### Aim of the exercise
Continue the article about a mother and daughter in Iran living with HIV, starting right after its last sentence.

#### Quoted passage

Living with HIV: A story of mother and daughter
She has no idea she is sick; she is only five years old. This charming little girl does know, though, that if she ever sees any of her blood on her smooth skin, even the smallest dot, she must run straight to her mother and make sure no one else tries to clean up the blood. Where others should pull on plastic gloves, Zara’s mother Raha can act freely. She has no need of plastic barriers between her and her daughter, since she too is HIV-positive. Both mother and child were infected by Raha’s husband and first love, Amir, a baker. Soon after they married, Amir was working night shifts to support his new family. He started taking drugs to stay awake, then he took opium to sleep and later its cheaper substitute, heroine. He became one of an estimated 300,000 injecting drug addicts in Iran. Soon after, he contributed to another statistic and joined the 25 per cent, or estimated 75,000, injecting addicts who are HIV-positive. “Injecting drug users account for 60 per cent of all HIV infections in Iran, and so they represent a concentrated epidemic,” explains Renato Linsangan, UNICEF’s HIV/AIDS officer in Iran. Such drug users may infect others through sharing needles but also through unprotected sex. Their partners may in turn have sex with others and infect them or get pregnant and infect their babies. “In this way, HIV can quickly spread from groups with high-risk behaviour like drug addicts into the mainstream population, which can cause a generalized epidemic.” Though the Iranian government has worked hard to reduce HIV infection amongst addicts by providing free syringes, HIV tests and counseling, there has been no attempt to protect the wives and children of addicts with HIV. The vulnerability of these women and children is compounded by the general public’s lack of understanding about HIV/AIDS as well as restrictions on public discussion of all matters related to sex. For most Iranians, HIV/AIDS remains abstract and esoteric.

########
#### Record extracts

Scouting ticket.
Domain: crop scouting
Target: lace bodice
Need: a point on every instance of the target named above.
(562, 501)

########
#### Record extracts

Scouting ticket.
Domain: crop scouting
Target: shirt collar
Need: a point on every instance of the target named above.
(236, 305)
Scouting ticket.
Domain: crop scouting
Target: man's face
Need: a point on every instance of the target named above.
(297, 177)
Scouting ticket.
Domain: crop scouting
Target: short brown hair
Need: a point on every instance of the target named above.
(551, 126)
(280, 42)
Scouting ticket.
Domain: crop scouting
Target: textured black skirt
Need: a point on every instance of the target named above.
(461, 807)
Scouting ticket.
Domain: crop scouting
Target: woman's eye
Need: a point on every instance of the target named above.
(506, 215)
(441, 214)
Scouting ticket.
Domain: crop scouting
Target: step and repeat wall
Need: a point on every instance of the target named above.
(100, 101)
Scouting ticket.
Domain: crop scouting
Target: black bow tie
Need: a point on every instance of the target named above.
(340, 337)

########
#### Record extracts

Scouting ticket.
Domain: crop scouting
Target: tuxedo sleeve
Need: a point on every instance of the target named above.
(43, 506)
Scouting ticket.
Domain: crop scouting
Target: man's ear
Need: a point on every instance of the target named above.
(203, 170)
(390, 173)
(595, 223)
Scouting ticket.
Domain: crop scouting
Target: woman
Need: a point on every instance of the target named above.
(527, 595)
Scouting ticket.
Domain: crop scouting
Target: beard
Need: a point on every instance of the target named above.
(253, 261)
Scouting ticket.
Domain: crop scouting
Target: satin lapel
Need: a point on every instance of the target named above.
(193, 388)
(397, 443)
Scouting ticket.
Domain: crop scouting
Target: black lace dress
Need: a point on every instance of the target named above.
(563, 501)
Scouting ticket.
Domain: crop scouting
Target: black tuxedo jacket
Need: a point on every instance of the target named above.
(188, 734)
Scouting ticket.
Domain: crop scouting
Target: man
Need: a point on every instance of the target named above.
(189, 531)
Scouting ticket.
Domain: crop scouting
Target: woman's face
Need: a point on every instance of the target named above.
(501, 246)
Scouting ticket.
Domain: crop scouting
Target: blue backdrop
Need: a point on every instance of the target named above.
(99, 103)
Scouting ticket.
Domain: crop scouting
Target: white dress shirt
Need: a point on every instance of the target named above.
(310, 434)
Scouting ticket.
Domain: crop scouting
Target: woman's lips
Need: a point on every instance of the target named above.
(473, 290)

########

### Expected answer
Raha had no idea what that meant. “I knew there was something very bad going on with my body, but I didn’t know what,” she explained. When she understood her daughter was also sick, she was very angry with her husband. He accused her of lying until he took a test and also had it confirmed. Only when she found the government-run Shargh Clinic in west Tehran did Raha really understand what HIV/AIDS was and how her husband had infected her. Now Amir is in prison and Raha lives in a large house, where she cooks and cleans for an Iranian family. Her employers know that both she and Zara are HIV-positive but they are kind and want to help. She doubts society at large will be so understanding. Next year Zara is to start kindergarten. “I don’t want to but I will have to tell the teachers at school, then everyone will know,” Raha said. Beyond her employers, Raha and Zara are very much on their own. Raha’s own family will accept her but not her child, while Amir’s parents now reject both of them even though they too are HIV-positive since Amir’s father is also a heroine addict and shared needles with his son. UNICEF Iran has started projects that will specifically target most-at-risk children, youth, and women. These are members of families whose heads-of-households are injecting drug users as well as those whose own sexual and other behaviours put them at risk of HIV infection. These projects are community-based interventions in high-risk areas of selected cities and focus districts within UNICEF programmes.